Short task -> In the lines from the one containing "Locate the glass" down to the one containing "top-left (69, 227), bottom-right (248, 414)", substitute "site inspection" for "incident report" and return only those lines, otherwise unchanged.
-- BEGIN --
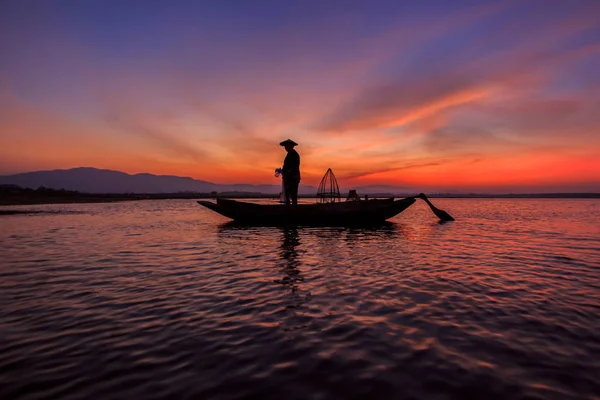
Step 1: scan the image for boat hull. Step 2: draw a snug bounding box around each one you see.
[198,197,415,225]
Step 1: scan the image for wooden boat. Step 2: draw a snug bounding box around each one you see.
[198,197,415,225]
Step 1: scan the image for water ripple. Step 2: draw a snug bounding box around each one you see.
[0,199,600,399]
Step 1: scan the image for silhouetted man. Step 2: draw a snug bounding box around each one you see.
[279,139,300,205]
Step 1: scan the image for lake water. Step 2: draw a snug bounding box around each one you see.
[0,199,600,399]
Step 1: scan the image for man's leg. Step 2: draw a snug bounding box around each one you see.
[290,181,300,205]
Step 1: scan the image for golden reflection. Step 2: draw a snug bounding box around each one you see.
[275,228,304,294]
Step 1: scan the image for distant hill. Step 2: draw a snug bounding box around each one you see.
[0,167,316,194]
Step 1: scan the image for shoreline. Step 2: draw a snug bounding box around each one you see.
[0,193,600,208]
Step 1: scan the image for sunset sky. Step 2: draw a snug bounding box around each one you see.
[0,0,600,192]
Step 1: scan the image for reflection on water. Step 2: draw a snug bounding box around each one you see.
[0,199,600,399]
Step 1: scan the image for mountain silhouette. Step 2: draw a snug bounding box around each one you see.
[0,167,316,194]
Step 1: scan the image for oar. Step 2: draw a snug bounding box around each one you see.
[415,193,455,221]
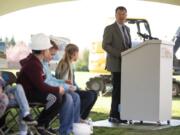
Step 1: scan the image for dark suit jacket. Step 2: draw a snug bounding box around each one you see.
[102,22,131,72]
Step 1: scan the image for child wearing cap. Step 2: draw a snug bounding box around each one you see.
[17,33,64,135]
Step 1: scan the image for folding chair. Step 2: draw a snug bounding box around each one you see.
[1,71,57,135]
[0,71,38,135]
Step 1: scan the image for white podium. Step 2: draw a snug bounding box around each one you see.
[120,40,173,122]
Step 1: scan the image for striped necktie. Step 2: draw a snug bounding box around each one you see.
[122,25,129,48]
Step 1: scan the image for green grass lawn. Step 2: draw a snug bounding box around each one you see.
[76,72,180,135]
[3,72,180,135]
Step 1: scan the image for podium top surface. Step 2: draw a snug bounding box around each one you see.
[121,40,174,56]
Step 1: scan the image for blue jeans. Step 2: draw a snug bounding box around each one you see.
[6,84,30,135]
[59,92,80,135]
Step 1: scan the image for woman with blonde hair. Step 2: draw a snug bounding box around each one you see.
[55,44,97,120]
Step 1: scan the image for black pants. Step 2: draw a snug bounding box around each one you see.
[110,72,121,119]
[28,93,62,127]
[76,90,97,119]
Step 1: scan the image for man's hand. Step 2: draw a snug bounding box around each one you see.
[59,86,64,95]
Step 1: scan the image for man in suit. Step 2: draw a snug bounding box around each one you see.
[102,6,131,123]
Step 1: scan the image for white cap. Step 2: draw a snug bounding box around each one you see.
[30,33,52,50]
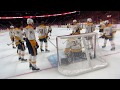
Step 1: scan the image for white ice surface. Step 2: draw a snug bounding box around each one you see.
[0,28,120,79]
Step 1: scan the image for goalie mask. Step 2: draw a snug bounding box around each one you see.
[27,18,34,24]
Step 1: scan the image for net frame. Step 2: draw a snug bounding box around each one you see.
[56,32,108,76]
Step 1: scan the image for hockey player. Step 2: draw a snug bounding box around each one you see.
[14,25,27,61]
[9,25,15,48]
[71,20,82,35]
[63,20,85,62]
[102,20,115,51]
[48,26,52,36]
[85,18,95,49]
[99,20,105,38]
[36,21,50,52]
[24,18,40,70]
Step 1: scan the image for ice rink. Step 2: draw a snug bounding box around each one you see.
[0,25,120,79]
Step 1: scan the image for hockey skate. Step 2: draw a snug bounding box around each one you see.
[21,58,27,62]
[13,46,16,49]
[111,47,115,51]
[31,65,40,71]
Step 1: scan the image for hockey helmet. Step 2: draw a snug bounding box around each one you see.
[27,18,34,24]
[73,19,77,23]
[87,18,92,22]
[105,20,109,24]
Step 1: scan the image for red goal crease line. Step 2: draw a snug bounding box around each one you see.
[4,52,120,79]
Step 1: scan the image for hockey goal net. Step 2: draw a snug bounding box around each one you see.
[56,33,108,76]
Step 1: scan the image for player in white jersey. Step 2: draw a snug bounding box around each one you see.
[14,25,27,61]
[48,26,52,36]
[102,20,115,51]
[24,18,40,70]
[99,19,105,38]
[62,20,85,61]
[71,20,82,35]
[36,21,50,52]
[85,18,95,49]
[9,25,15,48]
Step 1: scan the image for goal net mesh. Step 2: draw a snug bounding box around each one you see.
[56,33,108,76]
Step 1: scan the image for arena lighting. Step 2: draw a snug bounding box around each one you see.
-- END --
-- BEGIN --
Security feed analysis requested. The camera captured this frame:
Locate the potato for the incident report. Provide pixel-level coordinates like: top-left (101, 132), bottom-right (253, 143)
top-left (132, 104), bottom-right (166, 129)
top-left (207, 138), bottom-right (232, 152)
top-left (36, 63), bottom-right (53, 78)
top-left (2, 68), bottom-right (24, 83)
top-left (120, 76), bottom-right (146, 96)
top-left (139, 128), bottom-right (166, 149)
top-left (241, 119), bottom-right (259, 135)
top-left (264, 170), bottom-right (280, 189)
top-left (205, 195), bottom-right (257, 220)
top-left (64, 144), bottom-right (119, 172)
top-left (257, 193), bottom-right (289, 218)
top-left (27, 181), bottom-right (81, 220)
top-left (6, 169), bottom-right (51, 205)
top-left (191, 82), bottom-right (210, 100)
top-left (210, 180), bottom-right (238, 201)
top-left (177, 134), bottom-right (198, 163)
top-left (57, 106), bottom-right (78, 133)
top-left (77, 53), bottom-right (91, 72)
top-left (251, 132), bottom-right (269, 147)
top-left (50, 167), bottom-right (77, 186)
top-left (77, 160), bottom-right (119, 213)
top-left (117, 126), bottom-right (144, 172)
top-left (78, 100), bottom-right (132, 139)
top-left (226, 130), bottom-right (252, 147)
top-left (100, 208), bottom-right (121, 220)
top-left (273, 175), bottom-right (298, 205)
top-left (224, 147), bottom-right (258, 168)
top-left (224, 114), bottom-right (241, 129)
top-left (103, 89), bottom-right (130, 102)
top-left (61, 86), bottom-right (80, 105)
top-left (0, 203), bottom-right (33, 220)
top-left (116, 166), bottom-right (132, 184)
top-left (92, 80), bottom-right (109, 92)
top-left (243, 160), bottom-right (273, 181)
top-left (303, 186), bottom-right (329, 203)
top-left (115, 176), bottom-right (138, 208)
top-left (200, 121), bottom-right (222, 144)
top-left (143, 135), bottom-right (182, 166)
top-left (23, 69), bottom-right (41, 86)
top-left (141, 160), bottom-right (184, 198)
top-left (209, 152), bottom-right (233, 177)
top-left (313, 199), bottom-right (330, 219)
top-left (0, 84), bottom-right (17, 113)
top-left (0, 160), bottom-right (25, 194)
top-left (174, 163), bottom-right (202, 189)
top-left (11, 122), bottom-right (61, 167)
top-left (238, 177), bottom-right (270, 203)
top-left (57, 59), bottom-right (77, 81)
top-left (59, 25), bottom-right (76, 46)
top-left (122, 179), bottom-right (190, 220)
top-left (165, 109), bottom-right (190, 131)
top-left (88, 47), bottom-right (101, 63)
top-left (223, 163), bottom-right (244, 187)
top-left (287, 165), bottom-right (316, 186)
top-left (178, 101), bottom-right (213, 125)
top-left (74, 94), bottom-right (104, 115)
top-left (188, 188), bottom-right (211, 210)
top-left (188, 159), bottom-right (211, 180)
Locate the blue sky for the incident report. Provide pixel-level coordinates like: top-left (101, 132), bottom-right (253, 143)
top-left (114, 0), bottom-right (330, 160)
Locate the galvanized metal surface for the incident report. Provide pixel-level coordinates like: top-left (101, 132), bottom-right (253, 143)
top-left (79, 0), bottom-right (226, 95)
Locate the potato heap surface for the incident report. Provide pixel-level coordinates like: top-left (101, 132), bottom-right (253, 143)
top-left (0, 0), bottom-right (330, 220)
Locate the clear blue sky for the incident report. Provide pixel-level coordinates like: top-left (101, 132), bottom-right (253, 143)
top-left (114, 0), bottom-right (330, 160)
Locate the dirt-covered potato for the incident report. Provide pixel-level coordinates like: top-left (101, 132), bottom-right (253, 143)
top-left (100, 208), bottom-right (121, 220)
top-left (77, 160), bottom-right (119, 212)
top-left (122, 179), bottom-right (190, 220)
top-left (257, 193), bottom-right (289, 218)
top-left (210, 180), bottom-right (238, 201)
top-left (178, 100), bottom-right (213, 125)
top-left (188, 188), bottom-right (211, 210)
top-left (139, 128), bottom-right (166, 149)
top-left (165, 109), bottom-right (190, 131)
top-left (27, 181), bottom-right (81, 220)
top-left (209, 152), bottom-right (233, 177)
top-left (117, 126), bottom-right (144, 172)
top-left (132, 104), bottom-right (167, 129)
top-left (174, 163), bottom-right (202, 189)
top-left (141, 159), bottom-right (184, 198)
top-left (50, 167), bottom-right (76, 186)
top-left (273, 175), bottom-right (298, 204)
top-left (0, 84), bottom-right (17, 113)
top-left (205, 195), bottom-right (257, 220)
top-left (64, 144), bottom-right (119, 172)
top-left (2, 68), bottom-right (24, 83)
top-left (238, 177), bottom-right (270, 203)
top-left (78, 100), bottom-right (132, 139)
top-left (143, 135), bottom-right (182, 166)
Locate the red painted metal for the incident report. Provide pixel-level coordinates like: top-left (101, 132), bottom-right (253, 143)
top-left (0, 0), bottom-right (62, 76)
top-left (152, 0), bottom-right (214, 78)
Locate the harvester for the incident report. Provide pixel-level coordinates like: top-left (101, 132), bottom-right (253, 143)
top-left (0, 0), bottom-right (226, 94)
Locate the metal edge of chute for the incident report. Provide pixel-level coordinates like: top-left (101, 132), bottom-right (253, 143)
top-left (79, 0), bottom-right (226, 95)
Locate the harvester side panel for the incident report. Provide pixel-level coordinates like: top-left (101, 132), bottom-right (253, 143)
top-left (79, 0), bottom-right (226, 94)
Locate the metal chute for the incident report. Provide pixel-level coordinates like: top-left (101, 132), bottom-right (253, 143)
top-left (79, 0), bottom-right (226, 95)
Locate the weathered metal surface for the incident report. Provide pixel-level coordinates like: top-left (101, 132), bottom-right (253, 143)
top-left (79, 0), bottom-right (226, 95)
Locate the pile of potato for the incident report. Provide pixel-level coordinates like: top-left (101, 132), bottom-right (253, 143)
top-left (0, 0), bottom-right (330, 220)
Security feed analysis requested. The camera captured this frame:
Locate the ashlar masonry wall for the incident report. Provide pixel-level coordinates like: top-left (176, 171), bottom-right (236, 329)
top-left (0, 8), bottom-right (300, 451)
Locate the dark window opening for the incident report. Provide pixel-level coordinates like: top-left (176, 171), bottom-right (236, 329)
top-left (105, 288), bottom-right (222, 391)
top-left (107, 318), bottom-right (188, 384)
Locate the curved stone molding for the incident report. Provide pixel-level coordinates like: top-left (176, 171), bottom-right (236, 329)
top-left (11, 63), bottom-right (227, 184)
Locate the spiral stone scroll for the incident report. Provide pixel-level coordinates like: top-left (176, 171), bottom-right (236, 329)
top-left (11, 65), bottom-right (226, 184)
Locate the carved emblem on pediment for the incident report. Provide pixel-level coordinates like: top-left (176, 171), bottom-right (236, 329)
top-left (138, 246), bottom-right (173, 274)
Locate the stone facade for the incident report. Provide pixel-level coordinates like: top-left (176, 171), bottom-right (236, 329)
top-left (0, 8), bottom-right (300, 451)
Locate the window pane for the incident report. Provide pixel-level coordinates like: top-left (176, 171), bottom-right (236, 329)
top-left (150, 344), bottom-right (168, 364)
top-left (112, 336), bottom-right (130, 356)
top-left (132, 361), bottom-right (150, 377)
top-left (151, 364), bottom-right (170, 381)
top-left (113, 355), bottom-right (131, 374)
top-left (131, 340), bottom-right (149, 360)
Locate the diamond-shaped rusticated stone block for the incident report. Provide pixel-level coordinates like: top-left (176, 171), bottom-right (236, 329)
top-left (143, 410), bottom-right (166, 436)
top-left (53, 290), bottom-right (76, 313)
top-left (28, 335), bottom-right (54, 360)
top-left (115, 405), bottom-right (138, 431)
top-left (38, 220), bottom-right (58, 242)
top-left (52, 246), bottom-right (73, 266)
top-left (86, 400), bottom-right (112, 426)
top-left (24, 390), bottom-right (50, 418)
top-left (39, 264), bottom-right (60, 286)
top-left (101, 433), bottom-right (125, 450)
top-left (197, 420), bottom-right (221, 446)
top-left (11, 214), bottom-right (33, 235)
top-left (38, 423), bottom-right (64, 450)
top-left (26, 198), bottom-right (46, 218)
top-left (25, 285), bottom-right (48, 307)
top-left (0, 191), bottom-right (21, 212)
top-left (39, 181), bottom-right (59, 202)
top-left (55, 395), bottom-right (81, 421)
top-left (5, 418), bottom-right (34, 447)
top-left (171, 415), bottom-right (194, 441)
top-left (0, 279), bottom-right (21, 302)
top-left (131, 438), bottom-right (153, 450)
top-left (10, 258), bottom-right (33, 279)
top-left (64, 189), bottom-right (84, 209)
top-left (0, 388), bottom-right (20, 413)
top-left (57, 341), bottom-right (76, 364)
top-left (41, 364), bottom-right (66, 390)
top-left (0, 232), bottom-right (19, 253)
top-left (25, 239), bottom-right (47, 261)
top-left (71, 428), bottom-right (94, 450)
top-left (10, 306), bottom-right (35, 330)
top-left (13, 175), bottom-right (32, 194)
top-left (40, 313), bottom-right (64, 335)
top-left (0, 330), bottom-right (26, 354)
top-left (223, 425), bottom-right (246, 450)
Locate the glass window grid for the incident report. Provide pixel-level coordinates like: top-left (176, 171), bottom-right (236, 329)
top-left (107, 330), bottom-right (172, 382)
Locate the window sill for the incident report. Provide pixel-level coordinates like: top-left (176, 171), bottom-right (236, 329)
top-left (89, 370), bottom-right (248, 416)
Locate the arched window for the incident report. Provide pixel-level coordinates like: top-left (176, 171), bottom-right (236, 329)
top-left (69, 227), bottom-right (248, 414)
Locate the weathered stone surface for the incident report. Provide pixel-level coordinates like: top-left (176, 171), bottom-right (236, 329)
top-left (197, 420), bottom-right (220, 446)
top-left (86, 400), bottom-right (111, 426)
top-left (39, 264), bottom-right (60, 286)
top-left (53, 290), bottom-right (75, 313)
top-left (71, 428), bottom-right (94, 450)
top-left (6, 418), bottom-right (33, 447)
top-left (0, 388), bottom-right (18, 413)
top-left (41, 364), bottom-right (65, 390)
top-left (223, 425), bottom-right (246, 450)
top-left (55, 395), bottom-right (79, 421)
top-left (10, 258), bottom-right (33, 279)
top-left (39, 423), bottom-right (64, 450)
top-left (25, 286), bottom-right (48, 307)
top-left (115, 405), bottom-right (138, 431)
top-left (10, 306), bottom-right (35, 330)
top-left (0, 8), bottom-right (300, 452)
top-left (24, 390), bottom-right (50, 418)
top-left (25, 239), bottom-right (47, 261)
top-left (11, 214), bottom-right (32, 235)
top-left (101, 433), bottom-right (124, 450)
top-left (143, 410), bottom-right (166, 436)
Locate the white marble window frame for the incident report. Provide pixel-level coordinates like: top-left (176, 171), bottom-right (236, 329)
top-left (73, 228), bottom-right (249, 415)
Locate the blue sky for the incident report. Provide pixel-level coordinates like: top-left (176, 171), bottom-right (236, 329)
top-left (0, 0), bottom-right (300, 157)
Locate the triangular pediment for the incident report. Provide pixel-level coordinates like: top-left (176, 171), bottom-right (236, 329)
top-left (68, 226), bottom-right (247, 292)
-- END --
Right answer ->
Locate the glass window grid for the site inspection. Provide pixel-level coordinates like: top-left (176, 171), bottom-right (236, 329)
top-left (107, 330), bottom-right (172, 382)
Locate the window sill for the site inspection. Provide pixel-level coordinates like: top-left (176, 171), bottom-right (236, 329)
top-left (89, 370), bottom-right (248, 416)
Locate the arched window for the site inspection. Provide pixel-level coordinates like: top-left (176, 171), bottom-right (236, 329)
top-left (69, 227), bottom-right (248, 414)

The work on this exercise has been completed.